-------- DATA FOR THE TASK --------
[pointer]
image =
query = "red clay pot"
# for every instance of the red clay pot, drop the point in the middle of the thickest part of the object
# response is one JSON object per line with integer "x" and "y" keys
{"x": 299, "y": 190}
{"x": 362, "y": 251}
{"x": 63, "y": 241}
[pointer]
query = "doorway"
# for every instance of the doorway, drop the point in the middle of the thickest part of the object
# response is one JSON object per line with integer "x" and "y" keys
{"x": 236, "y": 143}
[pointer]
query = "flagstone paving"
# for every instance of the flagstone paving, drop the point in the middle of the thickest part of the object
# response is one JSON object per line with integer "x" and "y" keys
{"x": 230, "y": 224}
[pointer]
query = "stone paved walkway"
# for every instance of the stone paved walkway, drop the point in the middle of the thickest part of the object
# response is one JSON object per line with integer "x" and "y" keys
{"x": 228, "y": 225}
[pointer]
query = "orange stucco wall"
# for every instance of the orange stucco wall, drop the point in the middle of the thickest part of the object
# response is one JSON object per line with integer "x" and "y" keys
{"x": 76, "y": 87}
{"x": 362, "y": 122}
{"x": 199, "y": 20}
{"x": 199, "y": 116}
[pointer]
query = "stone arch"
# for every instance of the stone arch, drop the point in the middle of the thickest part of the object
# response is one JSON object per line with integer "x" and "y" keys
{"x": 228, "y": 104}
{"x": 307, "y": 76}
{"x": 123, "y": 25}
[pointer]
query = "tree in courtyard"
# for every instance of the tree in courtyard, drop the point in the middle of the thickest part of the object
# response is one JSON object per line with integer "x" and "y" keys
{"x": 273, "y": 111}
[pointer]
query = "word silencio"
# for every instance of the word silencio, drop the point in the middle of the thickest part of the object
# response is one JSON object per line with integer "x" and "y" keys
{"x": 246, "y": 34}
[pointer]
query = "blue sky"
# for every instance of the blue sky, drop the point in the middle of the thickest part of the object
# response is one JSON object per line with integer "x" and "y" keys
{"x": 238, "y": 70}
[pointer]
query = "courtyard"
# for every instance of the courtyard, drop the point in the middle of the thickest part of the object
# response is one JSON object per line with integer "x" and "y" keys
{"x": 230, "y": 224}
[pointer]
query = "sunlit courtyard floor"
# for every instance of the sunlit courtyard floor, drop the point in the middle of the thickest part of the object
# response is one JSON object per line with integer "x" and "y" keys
--------
Count the lines in the records above that contain the string "clay". Give only the number.

▶ [TASK RESULT] 2